Entries for labeling bounding boxes:
[start]

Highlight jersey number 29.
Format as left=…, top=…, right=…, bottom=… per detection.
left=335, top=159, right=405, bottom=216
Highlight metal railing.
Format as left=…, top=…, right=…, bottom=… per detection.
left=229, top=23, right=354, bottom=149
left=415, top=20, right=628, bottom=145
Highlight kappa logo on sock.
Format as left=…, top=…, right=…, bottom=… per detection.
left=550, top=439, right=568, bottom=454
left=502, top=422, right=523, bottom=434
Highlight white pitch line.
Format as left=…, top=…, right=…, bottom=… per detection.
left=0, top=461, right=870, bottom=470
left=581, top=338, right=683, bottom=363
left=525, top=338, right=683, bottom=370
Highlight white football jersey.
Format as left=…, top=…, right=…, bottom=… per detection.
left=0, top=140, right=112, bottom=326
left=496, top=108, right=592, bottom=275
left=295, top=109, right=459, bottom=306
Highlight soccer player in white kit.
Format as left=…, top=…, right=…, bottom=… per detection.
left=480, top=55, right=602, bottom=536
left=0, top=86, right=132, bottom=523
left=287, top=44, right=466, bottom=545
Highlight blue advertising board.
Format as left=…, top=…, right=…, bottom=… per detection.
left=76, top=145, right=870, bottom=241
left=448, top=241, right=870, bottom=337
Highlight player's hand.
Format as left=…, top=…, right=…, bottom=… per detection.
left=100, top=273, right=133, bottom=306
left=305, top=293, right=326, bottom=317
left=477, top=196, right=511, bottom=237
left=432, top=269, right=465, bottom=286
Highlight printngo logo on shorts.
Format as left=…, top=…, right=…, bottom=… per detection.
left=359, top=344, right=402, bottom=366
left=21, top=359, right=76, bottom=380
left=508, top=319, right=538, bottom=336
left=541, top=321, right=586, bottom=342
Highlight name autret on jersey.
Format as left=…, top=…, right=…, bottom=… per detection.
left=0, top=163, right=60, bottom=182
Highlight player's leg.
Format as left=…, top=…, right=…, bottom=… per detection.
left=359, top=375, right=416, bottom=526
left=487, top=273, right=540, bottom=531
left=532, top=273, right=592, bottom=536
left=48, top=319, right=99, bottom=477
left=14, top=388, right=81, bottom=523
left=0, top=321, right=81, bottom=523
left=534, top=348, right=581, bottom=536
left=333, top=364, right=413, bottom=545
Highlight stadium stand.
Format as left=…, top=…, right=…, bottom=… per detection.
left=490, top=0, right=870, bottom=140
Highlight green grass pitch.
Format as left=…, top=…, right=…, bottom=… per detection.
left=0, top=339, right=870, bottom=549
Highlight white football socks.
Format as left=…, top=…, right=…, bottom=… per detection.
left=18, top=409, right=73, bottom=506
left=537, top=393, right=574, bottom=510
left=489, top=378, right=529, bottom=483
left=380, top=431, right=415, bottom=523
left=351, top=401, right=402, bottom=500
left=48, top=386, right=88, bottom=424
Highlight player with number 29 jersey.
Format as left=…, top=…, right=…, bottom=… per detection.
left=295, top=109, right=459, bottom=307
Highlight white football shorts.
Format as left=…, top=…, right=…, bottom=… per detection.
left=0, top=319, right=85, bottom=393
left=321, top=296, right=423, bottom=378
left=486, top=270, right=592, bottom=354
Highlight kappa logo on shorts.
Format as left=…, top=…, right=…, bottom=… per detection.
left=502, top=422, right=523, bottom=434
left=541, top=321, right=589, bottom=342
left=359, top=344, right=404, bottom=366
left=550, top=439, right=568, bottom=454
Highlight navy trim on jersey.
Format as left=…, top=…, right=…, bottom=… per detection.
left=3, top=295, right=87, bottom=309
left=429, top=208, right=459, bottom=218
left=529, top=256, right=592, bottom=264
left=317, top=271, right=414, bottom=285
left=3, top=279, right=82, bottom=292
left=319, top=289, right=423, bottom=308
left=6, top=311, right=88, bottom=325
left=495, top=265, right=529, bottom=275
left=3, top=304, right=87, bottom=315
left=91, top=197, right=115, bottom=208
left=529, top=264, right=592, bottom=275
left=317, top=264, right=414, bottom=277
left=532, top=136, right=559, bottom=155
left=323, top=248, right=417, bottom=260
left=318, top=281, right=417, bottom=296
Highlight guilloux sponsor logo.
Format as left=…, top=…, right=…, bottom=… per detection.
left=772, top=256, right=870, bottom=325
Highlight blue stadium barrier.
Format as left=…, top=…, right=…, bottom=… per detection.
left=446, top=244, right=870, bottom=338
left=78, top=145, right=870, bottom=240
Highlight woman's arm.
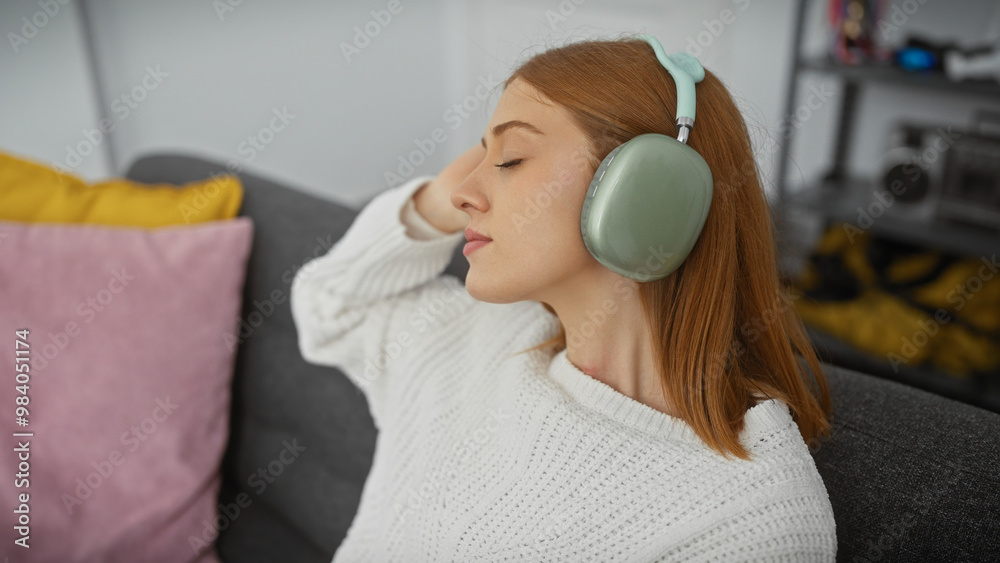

[end]

**The exercise**:
List every line above that contains the string "jersey", treating uppercase and lowercase letters as different.

**Task result**:
Highlight jersey number 29.
Highlight white football jersey.
Highlight name autret on jersey.
Highlight player with number 29 jersey.
Highlight navy trim on jersey.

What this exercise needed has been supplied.